Voici qu’un sociologue de la Sorbonne, Roger Sue, vient contredire cette assertion qu’on trouve à la base du conservatisme contemporain, partagé au-delà des clivages classiques et qui met en cause le progressisme à connotation libérale ou libérale-libertaire, jusque-là majoritaire. Solitaire, l’individu d’aujourd’hui ? Egoïste et détaché des habitudes de solidarité ? Voué à la seule consommation et à la concurrence de tous contre tous ? Certainement pas, explique Roger Sue. La crise des institutions démocratiques ou sociales – Etat, partis, syndicats – cache le renouveau d’une «contre-société» qui réinvente les anciennes valeurs collectives. C’est le monde de l’association, non les amicales de boulistes ou de philatélistes, mais l’ensemble des comportements coopératifs qu’on observe dans la vie sociale, au sein de l’Etat, dans le vaste univers de l’économie sociale ou encore au sein des entreprises ou de la famille.

**DONNÉES DE L'EXERCICE**

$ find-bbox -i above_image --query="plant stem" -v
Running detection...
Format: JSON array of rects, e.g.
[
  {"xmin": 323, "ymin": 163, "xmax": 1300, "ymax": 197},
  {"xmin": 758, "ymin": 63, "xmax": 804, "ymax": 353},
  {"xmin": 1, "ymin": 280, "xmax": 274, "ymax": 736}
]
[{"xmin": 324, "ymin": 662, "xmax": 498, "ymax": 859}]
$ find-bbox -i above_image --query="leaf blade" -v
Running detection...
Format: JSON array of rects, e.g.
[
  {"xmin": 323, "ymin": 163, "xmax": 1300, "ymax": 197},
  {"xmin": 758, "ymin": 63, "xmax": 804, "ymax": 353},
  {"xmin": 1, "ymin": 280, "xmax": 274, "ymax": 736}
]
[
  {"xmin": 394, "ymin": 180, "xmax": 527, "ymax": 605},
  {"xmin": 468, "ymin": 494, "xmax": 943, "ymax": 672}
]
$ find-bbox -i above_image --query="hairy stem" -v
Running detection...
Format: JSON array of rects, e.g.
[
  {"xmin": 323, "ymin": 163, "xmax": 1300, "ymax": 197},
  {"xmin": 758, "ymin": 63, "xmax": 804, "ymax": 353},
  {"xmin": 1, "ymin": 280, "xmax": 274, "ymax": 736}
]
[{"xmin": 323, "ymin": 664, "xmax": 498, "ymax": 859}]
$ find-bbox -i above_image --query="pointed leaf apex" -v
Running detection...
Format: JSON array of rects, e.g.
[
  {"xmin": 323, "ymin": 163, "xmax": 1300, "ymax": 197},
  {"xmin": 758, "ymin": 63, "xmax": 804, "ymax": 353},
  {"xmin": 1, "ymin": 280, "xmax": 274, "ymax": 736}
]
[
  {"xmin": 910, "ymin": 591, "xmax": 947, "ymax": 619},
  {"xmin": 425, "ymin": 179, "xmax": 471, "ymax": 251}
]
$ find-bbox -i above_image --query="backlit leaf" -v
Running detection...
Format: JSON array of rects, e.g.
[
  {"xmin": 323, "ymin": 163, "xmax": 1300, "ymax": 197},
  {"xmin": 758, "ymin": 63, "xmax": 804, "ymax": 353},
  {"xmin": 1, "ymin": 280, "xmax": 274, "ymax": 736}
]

**CONSIGNES**
1. Reformulez sous forme de liste, en conservant ses faits essentiels, le paragraphe du texte cité qui commence par « Voici qu'un sociologue de la Sorbonne ».
2. Recopiez à l'identique l'ensemble des lignes de données, de la première commande find-bbox jusqu'à la dernière ligne.
Le texte cité et les lignes de données n'ont aucun rapport entre eux.

**RÉPONSES**
1.
- Roger Sue, sociologue de la Sorbonne, contredit une assertion qui fonde le conservatisme contemporain. Ce conservatisme est partagé au-delà des clivages classiques et met en cause le progressisme libéral ou libéral-libertaire, jusque-là majoritaire.
- Selon lui, l'individu d'aujourd'hui n'est ni solitaire, ni égoïste et détaché des habitudes de solidarité, ni voué à la seule consommation et à la concurrence de tous contre tous.
- La crise des institutions démocratiques ou sociales (Etat, partis, syndicats) cache le renouveau d'une « contre-société » qui réinvente les anciennes valeurs collectives.
- Cette contre-société est le monde de l'association. Il ne s'agit pas des amicales de boulistes ou de philatélistes, mais de l'ensemble des comportements coopératifs observés dans la vie sociale, au sein de l'Etat, dans l'économie sociale, dans les entreprises ou dans la famille.

2.
$ find-bbox -i above_image --query="plant stem" -v
Running detection...
Format: JSON array of rects, e.g.
[
  {"xmin": 323, "ymin": 163, "xmax": 1300, "ymax": 197},
  {"xmin": 758, "ymin": 63, "xmax": 804, "ymax": 353},
  {"xmin": 1, "ymin": 280, "xmax": 274, "ymax": 736}
]
[{"xmin": 324, "ymin": 662, "xmax": 498, "ymax": 859}]
$ find-bbox -i above_image --query="leaf blade" -v
Running detection...
Format: JSON array of rects, e.g.
[
  {"xmin": 323, "ymin": 163, "xmax": 1300, "ymax": 197},
  {"xmin": 758, "ymin": 63, "xmax": 804, "ymax": 353},
  {"xmin": 1, "ymin": 280, "xmax": 274, "ymax": 736}
]
[
  {"xmin": 394, "ymin": 180, "xmax": 527, "ymax": 605},
  {"xmin": 468, "ymin": 494, "xmax": 943, "ymax": 672}
]
$ find-bbox -i above_image --query="hairy stem" -v
Running detection...
Format: JSON array of rects, e.g.
[
  {"xmin": 323, "ymin": 163, "xmax": 1300, "ymax": 197},
  {"xmin": 758, "ymin": 63, "xmax": 804, "ymax": 353},
  {"xmin": 1, "ymin": 280, "xmax": 274, "ymax": 736}
]
[{"xmin": 323, "ymin": 664, "xmax": 498, "ymax": 859}]
$ find-bbox -i above_image --query="pointed leaf apex" -v
Running detection...
Format: JSON array of rects, e.g.
[
  {"xmin": 323, "ymin": 163, "xmax": 1300, "ymax": 197},
  {"xmin": 758, "ymin": 63, "xmax": 804, "ymax": 353},
  {"xmin": 1, "ymin": 280, "xmax": 274, "ymax": 736}
]
[
  {"xmin": 910, "ymin": 591, "xmax": 947, "ymax": 619},
  {"xmin": 425, "ymin": 179, "xmax": 471, "ymax": 251}
]
$ find-bbox -i above_image --query="backlit leaf" -v
Running detection...
Format: JSON array of rects, e.g.
[
  {"xmin": 323, "ymin": 163, "xmax": 1300, "ymax": 197},
  {"xmin": 758, "ymin": 63, "xmax": 804, "ymax": 353},
  {"xmin": 1, "ymin": 280, "xmax": 274, "ymax": 736}
]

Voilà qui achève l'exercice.